* _Source data_
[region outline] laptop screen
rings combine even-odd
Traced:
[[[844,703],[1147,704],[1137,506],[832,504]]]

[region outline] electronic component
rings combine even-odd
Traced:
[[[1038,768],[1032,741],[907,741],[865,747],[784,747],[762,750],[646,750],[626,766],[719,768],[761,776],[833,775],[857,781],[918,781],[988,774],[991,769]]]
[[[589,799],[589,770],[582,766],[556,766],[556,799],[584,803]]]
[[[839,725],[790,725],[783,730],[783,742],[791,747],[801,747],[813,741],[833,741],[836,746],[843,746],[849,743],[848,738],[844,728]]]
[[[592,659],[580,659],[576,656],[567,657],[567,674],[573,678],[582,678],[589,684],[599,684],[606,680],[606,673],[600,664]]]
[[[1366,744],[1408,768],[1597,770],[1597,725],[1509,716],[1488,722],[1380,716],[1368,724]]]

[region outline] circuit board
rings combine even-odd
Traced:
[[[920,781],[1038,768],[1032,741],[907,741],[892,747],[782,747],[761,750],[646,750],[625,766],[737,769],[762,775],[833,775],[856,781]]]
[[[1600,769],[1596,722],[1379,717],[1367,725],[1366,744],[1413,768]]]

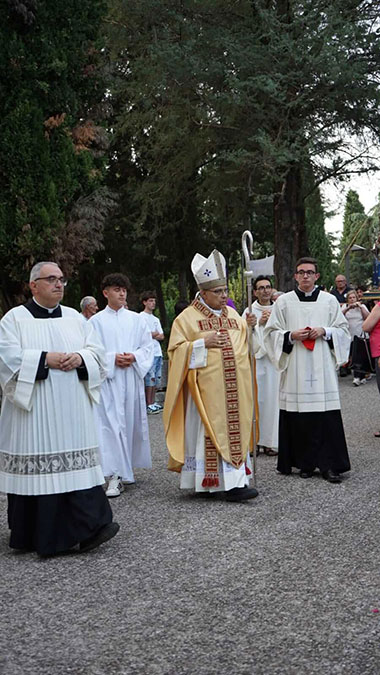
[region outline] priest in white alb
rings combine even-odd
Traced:
[[[266,350],[281,372],[278,470],[319,469],[330,483],[350,470],[337,368],[346,363],[351,336],[337,299],[322,291],[314,258],[296,264],[294,291],[275,302],[264,329]]]
[[[271,315],[273,302],[270,277],[260,274],[253,282],[256,300],[252,303],[252,313],[257,318],[253,332],[253,349],[256,359],[257,398],[259,404],[258,450],[276,456],[278,448],[279,387],[280,373],[268,357],[264,345],[264,328]],[[243,317],[248,313],[248,307]]]
[[[89,551],[119,529],[104,495],[93,406],[105,355],[93,326],[64,307],[56,263],[30,274],[33,299],[0,322],[0,490],[10,546],[42,556]]]
[[[151,468],[144,377],[153,364],[153,340],[144,318],[125,309],[128,278],[108,274],[102,282],[107,306],[89,323],[106,350],[106,379],[97,408],[107,497],[134,483],[134,468]]]
[[[253,391],[247,322],[227,307],[226,261],[214,250],[196,254],[191,269],[199,293],[175,319],[168,347],[164,425],[169,469],[181,488],[253,499],[249,451]]]

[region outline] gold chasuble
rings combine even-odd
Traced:
[[[195,340],[219,331],[225,346],[209,348],[207,365],[190,369]],[[185,460],[185,411],[190,392],[205,428],[203,487],[218,486],[218,456],[239,468],[252,447],[253,395],[247,324],[231,307],[218,316],[194,300],[173,323],[164,425],[171,471]],[[248,470],[249,471],[249,470]]]

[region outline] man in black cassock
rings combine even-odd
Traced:
[[[103,492],[93,404],[104,352],[79,313],[60,305],[56,263],[35,265],[33,299],[0,322],[0,490],[10,546],[41,556],[89,551],[119,525]]]
[[[350,333],[337,299],[316,286],[313,258],[296,265],[297,287],[275,302],[264,330],[268,355],[281,371],[278,465],[311,478],[319,469],[340,483],[350,469],[336,369],[348,360]]]

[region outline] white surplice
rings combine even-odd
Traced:
[[[279,388],[280,373],[271,362],[264,345],[265,325],[259,325],[264,310],[272,310],[273,305],[252,303],[252,314],[257,317],[253,331],[253,350],[256,359],[257,399],[259,403],[259,445],[266,448],[278,448]],[[248,307],[242,316],[246,316]]]
[[[89,319],[106,350],[107,377],[96,410],[105,476],[133,483],[134,468],[151,468],[144,377],[153,363],[153,339],[144,318],[122,307],[106,307]],[[115,365],[116,354],[133,353],[128,368]]]
[[[83,490],[104,482],[93,403],[105,375],[104,350],[79,313],[36,319],[24,306],[0,322],[0,490],[44,495]],[[76,369],[49,368],[36,381],[42,351],[78,352],[88,380]]]
[[[327,340],[315,340],[314,350],[296,340],[290,354],[283,351],[284,336],[307,326],[331,329],[333,349]],[[280,409],[289,412],[339,410],[336,369],[346,363],[351,336],[337,299],[320,291],[315,302],[301,302],[294,291],[274,303],[264,328],[267,353],[281,371]]]

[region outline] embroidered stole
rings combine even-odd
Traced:
[[[228,427],[228,442],[230,448],[231,464],[236,469],[238,469],[243,463],[243,454],[240,439],[239,395],[236,376],[236,362],[229,330],[239,330],[239,324],[236,319],[228,318],[226,307],[223,307],[221,315],[217,316],[197,299],[192,302],[192,306],[201,312],[201,314],[203,314],[205,317],[204,319],[200,319],[198,321],[198,327],[201,332],[210,330],[219,331],[219,333],[225,338],[225,344],[220,349],[220,351],[222,353],[222,366],[226,394],[225,405]],[[202,487],[219,487],[218,461],[218,452],[212,443],[212,440],[206,435],[205,477],[202,481]]]

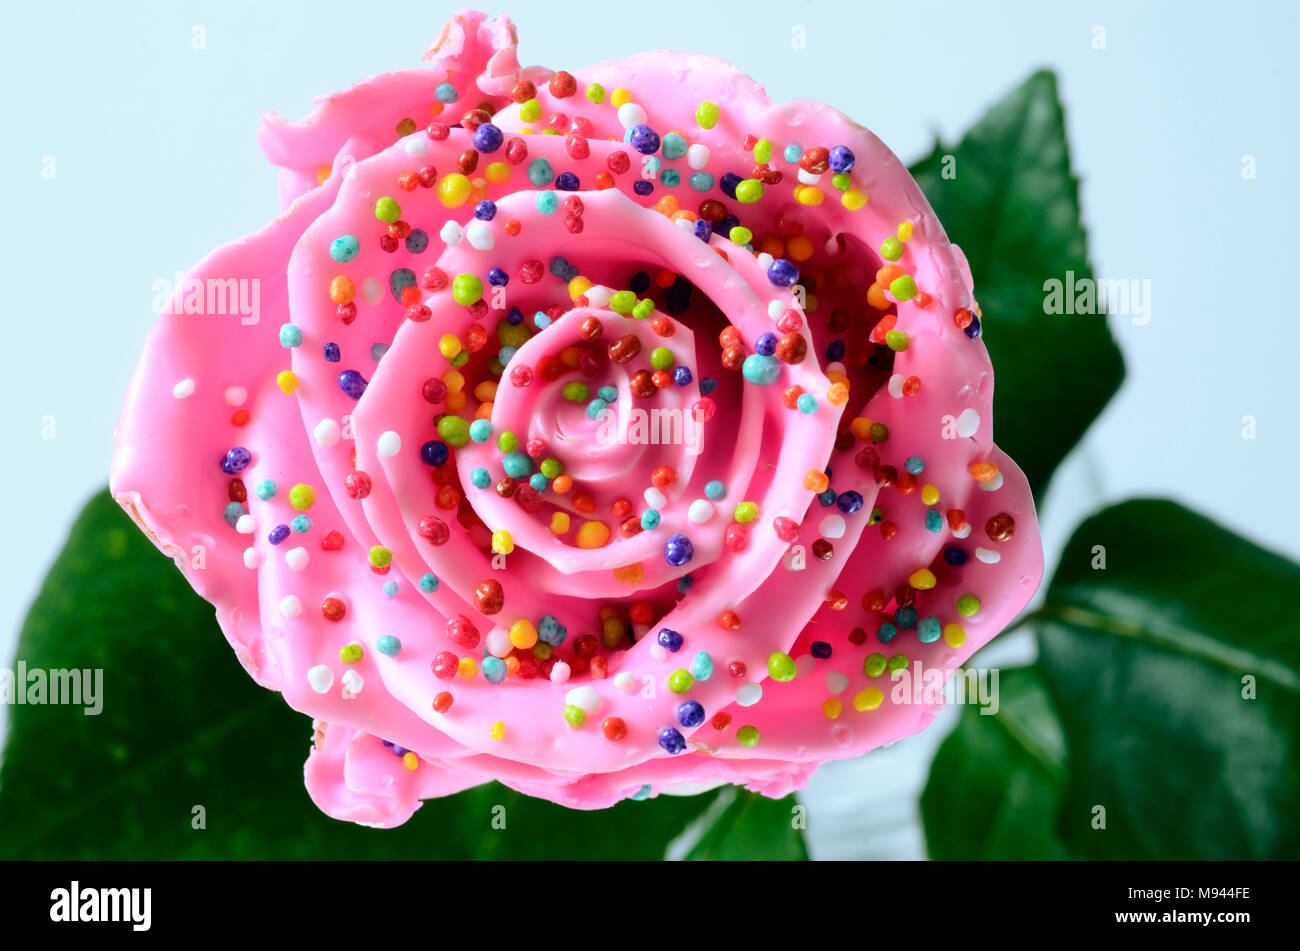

* _Exercise requirements_
The reply should hold every line of the material above, unchanged, and no pictures.

* _Answer area_
[region outline] laptop screen
rings combine even-odd
Traced:
[[[844,703],[1147,704],[1137,506],[832,504]]]

[region outline] electronic component
rings combine even-odd
Traced:
[[[1038,768],[1032,741],[907,741],[865,747],[784,747],[762,750],[646,750],[626,766],[719,768],[761,776],[833,775],[857,781],[918,781],[988,774],[991,769]]]
[[[589,799],[589,770],[582,766],[556,766],[556,799],[584,803]]]
[[[839,725],[790,725],[783,730],[783,742],[791,747],[801,747],[813,741],[833,741],[836,746],[843,746],[849,743],[848,738],[844,728]]]
[[[592,659],[580,659],[576,656],[567,657],[567,674],[573,678],[582,678],[589,684],[599,684],[606,680],[606,673],[600,664]]]
[[[1366,744],[1408,768],[1597,770],[1597,725],[1509,716],[1488,722],[1380,716],[1368,724]]]

[region outline] circuit board
rings combine even-odd
Traced:
[[[920,781],[1038,768],[1032,741],[907,741],[892,747],[782,747],[761,750],[646,750],[625,766],[737,769],[762,775],[833,775],[856,781]]]
[[[1600,769],[1596,722],[1379,717],[1367,725],[1366,744],[1413,768]]]

[region outline] priest in white alb
rings combine even-odd
Traced:
[[[266,350],[281,372],[278,470],[319,469],[330,483],[350,470],[337,368],[346,363],[351,336],[337,299],[322,291],[314,258],[296,264],[294,291],[275,302],[264,329]]]
[[[271,315],[273,302],[270,277],[260,274],[253,282],[256,300],[252,303],[252,313],[257,318],[253,332],[253,349],[256,359],[257,398],[259,404],[258,450],[276,456],[278,448],[279,387],[280,373],[268,357],[264,345],[264,328]],[[243,317],[248,313],[248,307]]]
[[[89,551],[119,529],[104,495],[93,406],[105,355],[93,326],[64,307],[56,263],[30,274],[33,299],[0,322],[0,490],[10,546],[42,556]]]
[[[151,468],[144,377],[153,364],[153,340],[144,318],[125,309],[128,278],[108,274],[102,282],[107,306],[89,323],[106,350],[106,379],[97,408],[107,497],[134,483],[134,468]]]
[[[253,391],[247,322],[227,307],[226,261],[214,250],[196,254],[191,269],[199,293],[175,319],[168,347],[164,425],[169,469],[181,488],[253,499],[249,451]]]

[region outline] gold chasuble
rings combine even-odd
Traced:
[[[195,340],[219,331],[225,346],[209,348],[207,365],[190,369]],[[185,460],[185,411],[190,392],[205,428],[203,487],[218,486],[218,456],[239,468],[252,447],[253,395],[247,324],[231,307],[218,316],[194,300],[173,323],[164,425],[171,471]],[[248,470],[249,471],[249,470]]]

[region outline] man in black cassock
rings combine even-odd
Traced:
[[[103,492],[93,404],[104,352],[79,313],[60,305],[56,263],[35,265],[33,299],[0,322],[0,490],[10,546],[41,556],[89,551],[119,525]]]
[[[350,333],[337,299],[316,286],[313,258],[296,265],[297,287],[275,302],[264,330],[268,355],[281,371],[278,465],[311,478],[319,469],[340,483],[350,469],[336,369],[348,360]]]

[region outline] white surplice
rings combine even-odd
Traced:
[[[279,388],[280,373],[271,362],[264,345],[265,325],[259,325],[264,310],[272,310],[273,305],[252,303],[252,314],[257,317],[253,331],[253,350],[256,359],[257,399],[259,403],[259,445],[266,448],[278,448]],[[248,307],[242,316],[246,316]]]
[[[89,319],[106,350],[107,377],[96,410],[105,476],[133,483],[134,468],[151,468],[144,377],[153,363],[153,339],[144,318],[122,307],[106,307]],[[115,365],[116,354],[133,353],[128,368]]]
[[[83,490],[104,482],[93,403],[105,375],[104,350],[79,313],[36,319],[24,306],[0,322],[0,490],[44,495]],[[76,369],[49,368],[36,381],[42,351],[78,352],[88,380]]]
[[[327,340],[315,340],[314,350],[296,340],[290,354],[283,351],[284,336],[307,326],[331,329],[333,349]],[[280,409],[289,412],[339,410],[336,369],[346,363],[351,336],[337,299],[320,291],[315,302],[301,302],[294,291],[274,303],[264,328],[267,353],[281,371]]]

[region outline] embroidered stole
rings combine even-odd
Traced:
[[[228,427],[228,442],[230,448],[231,464],[236,469],[238,469],[243,463],[243,454],[240,439],[239,395],[236,376],[236,362],[229,330],[239,330],[239,324],[236,319],[228,318],[226,307],[223,307],[221,315],[217,316],[197,299],[192,302],[192,306],[201,312],[201,314],[203,314],[205,317],[204,319],[200,319],[198,321],[198,327],[201,332],[210,330],[219,331],[219,333],[225,338],[225,344],[220,349],[220,351],[222,353],[222,366],[226,394],[225,405]],[[202,487],[219,487],[218,461],[218,452],[212,443],[212,440],[206,435],[205,477],[202,481]]]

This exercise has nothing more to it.